BEGIN Data for this task
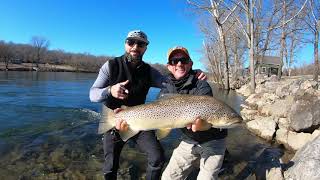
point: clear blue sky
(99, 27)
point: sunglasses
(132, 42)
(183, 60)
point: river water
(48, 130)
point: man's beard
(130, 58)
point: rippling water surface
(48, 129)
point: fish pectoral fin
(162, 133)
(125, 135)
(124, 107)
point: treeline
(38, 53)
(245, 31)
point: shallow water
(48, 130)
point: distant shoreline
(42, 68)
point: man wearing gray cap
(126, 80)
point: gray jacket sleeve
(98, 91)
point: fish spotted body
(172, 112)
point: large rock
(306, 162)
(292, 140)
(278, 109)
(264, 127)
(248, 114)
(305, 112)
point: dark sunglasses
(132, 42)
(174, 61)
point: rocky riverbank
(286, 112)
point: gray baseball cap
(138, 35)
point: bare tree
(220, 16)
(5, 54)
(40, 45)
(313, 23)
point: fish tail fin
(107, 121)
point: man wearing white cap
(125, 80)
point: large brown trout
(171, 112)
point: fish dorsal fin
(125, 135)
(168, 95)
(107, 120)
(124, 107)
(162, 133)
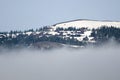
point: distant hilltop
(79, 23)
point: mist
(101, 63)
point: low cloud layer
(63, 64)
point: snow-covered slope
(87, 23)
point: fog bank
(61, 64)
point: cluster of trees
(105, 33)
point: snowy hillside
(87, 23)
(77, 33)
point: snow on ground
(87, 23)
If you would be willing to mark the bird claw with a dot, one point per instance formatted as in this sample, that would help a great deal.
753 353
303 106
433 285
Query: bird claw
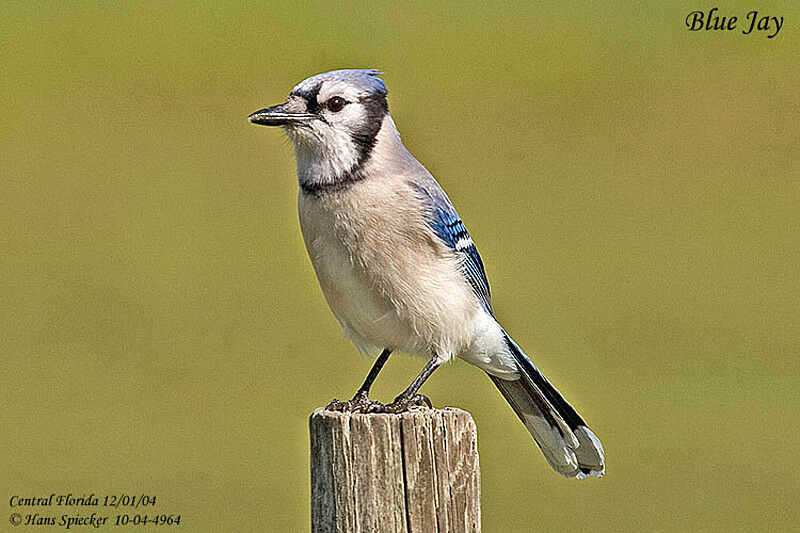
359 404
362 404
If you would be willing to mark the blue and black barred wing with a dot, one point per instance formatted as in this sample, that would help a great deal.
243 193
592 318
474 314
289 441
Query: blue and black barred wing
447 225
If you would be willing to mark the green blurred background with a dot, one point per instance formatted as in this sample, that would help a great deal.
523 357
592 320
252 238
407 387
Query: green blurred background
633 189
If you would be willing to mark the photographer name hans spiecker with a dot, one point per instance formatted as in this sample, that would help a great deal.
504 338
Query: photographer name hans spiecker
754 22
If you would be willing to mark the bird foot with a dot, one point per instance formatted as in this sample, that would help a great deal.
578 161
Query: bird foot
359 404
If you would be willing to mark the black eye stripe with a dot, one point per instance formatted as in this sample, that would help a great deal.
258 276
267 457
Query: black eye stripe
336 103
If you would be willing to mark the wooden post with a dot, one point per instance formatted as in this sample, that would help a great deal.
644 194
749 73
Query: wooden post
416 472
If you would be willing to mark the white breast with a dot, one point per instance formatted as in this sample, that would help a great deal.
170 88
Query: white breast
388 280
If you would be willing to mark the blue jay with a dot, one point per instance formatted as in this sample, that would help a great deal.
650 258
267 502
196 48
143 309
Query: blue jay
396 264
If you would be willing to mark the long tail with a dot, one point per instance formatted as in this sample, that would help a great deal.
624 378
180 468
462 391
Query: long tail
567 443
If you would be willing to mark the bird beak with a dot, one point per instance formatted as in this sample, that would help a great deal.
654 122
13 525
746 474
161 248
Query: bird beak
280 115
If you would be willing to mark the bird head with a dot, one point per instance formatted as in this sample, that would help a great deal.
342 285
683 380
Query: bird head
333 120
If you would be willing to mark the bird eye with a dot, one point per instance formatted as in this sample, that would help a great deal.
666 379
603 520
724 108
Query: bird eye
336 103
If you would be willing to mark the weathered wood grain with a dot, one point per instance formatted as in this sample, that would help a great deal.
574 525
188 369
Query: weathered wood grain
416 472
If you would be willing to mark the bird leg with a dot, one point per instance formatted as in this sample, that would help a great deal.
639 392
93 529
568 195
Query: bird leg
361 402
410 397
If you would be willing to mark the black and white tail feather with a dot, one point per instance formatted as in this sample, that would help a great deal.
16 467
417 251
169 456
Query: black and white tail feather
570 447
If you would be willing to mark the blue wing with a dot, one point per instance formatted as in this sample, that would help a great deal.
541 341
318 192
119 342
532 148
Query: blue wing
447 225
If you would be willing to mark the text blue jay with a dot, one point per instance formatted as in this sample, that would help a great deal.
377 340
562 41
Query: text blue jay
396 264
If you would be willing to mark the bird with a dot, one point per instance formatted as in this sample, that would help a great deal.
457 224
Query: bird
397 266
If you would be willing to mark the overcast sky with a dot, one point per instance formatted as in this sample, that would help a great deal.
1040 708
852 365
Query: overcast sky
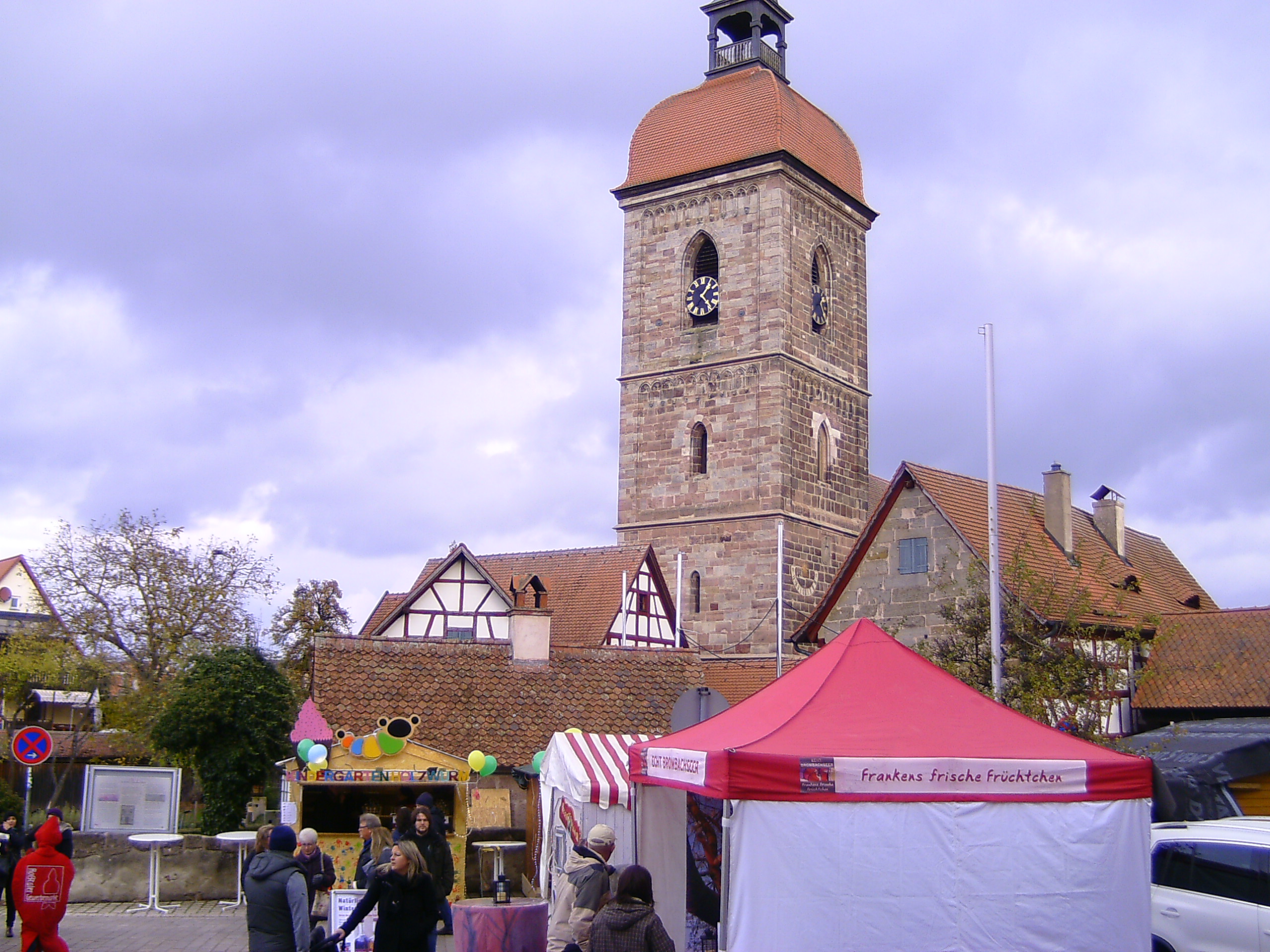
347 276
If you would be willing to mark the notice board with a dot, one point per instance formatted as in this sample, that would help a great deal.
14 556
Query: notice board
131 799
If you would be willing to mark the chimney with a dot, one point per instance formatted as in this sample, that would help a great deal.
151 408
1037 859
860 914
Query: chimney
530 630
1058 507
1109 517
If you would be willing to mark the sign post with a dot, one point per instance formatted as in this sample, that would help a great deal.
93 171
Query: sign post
END Data for this task
Your task
Provide an exact copy of the records, excluding every picture.

Solved exercise
point: clear blue sky
(99, 27)
point: sunglasses
(132, 42)
(183, 60)
point: river water
(48, 130)
point: man's beard
(130, 58)
point: rippling water surface
(48, 129)
point: fish pectoral fin
(162, 133)
(125, 135)
(124, 107)
point: treeline
(38, 53)
(245, 31)
point: shallow water
(48, 130)
point: distant shoreline
(42, 68)
point: man wearing gray cap
(126, 80)
point: gray jacket sleeve
(98, 91)
point: fish spotted body
(172, 112)
point: large rock
(306, 162)
(292, 140)
(278, 109)
(264, 127)
(248, 114)
(305, 112)
point: dark sunglasses
(132, 42)
(174, 61)
point: rocky riverbank
(286, 112)
point: gray baseball cap
(138, 35)
point: bare tree
(220, 16)
(5, 54)
(40, 45)
(313, 23)
point: fish tail fin
(107, 121)
point: man wearing white cap
(125, 80)
point: large brown trout
(171, 112)
point: fish dorsal fin
(125, 135)
(168, 95)
(107, 120)
(124, 107)
(162, 133)
point: distant hilltop
(79, 23)
point: mist
(101, 63)
point: low cloud layer
(63, 64)
point: snow-covered slope
(87, 23)
point: fog bank
(61, 64)
point: cluster of trees
(105, 33)
point: snowy hillside
(87, 23)
(77, 33)
point: snow on ground
(87, 23)
If you would be willing to mark the bird claw with a dot, one point per instance formatted as in this sample, that would help a great deal.
753 353
303 106
433 285
Query: bird claw
359 404
362 404
If you would be willing to mark the blue and black barred wing with a dot, one point per instance formatted as in this sample, that would help a great deal.
243 193
592 318
474 314
289 441
Query: blue and black barred wing
447 225
If you would be willing to mark the green blurred background with a dot, one point per instance formatted as in this sample, that would help a great deal.
523 357
592 320
252 238
407 387
Query: green blurred background
633 189
If you would be willing to mark the photographer name hans spiecker with a dot, one point per instance formatted as in this sample, that would help a great deal.
504 338
Query: photographer name hans spiecker
754 22
If you would be willing to mark the bird foot with a dot, one point per instance formatted as in this sample, that would help a great deal.
578 161
Query: bird foot
359 404
If you would be willing to mark the black eye stripe with a dot, one point per instance formatted as in this sample, that would help a great deal.
258 276
267 457
Query: black eye stripe
336 103
If you would be willing to mark the wooden post with a dot, one point per instance formatted as in this sample, that would help a great deal.
644 194
749 73
Query: wooden post
416 472
If you would be willing to mark the white breast with a dot, one point per instance formatted as in this sample, that would help a great deal.
170 88
Query: white breast
388 280
If you would be willing to mark the blue jay with a dot, one point per instance formatted as in this sample, that would help a great deal.
650 258
267 502
196 48
143 309
Query: blue jay
396 264
If you would be willing to mark the long tail with a dot, one point per instance formatted as in this sample, that would help a great deal.
624 378
180 468
462 391
Query: long tail
567 443
If you would be willing to mark the bird beak with a dot, one point per instance formatted as in this sample, that would help a great deal.
654 122
13 525
746 474
161 248
Query: bird beak
280 115
If you would be willing to mark the bird head with a dot, one point per instance formatted as in this sample, that would help a great deal.
342 285
683 380
Query: bird head
333 120
If you would be willing to mark the bird eye with a dot, one point per instance formatted as in this sample, that would help a great deal.
666 379
603 520
724 108
Query: bird eye
336 103
If you would be willing to mark the weathered wood grain with a dot, one point per instance formatted as in this sample, that would help a great deal.
574 525
188 369
Query: weathered wood grain
416 472
If you would be willing to mark the bird leg with a dot, one point per instance formatted as in this sample, that would help a great deal.
639 392
93 529
568 195
Query: bird leg
361 402
410 397
If you would be willing to mark the black and white tail feather with a dot, one point per instance formatted as in this sample, that would help a great deal.
16 467
417 251
169 456
Query: black and white tail feather
570 447
If you would be willing to mark the blue wing with a dot, one point per instance formatted as in this sample, that would help a great deal.
541 341
318 192
119 342
532 148
Query: blue wing
447 225
If you would be willing to mark the text blue jay with a dot, one point per instance formatted as in this sample, that would help a great deal.
377 340
562 41
Query: text blue jay
396 264
If you would be willing to mark the bird with a dot, one point per instance formatted as in this sample, that would help a great deal.
457 224
Query: bird
397 266
If you would be willing to mark the overcast sky with a dot, one point per instance formatted as in this sample, that would help a great deal.
1040 708
852 365
Query: overcast sky
347 276
If you would be willing to mark the notice board with a dot, one point per instance formatted as in this sample, that would help a great deal.
14 556
Query: notice board
131 799
If you would be willing to mark the chimney with a dot, one point per instance formatted as in this sample, that would help a great deal.
151 408
1037 859
860 914
Query: chimney
530 630
1058 507
1109 517
If you would be willing to mark the sign post with a dot, one point per instance formatted as in this sample, that would help a great deal.
93 171
Query: sign post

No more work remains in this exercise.